▸ Exercise brief
Lines from the one containing "In this exercise you will locate the green" through the final line of the entries below: reproduce them exactly, all of them and only them.

▸ Excerpted data
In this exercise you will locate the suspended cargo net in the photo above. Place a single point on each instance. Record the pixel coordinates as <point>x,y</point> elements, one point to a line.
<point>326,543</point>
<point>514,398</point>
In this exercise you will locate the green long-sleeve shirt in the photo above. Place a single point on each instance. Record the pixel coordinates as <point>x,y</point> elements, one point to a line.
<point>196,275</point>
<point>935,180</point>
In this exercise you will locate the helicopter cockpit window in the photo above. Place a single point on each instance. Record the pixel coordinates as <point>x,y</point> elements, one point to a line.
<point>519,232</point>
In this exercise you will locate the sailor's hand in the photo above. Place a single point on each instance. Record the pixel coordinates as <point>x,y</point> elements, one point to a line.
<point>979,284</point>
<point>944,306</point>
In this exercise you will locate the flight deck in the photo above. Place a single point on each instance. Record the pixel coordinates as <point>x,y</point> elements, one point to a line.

▸ Finished task
In this exercise you will locate the green long-sleeve shirt in the photo above. Place a single point on each instance. Record the pixel coordinates as <point>x,y</point> elements, one point to a line.
<point>196,275</point>
<point>935,180</point>
In this exercise you will locate the helicopter cockpit window in the photo above. Place a single point on each instance. Record the pixel coordinates as <point>x,y</point> elements, one point to a line.
<point>519,232</point>
In this exercise you will locate the sailor's hand in the photo above. Place a single point on each instance. Record the pixel coordinates as <point>x,y</point> elements, one point to a line.
<point>979,284</point>
<point>944,306</point>
In this exercise you will locate the flight deck in the photo above. Place a single point on each instance. Record the pixel coordinates as <point>x,y</point> elements, one point to a line.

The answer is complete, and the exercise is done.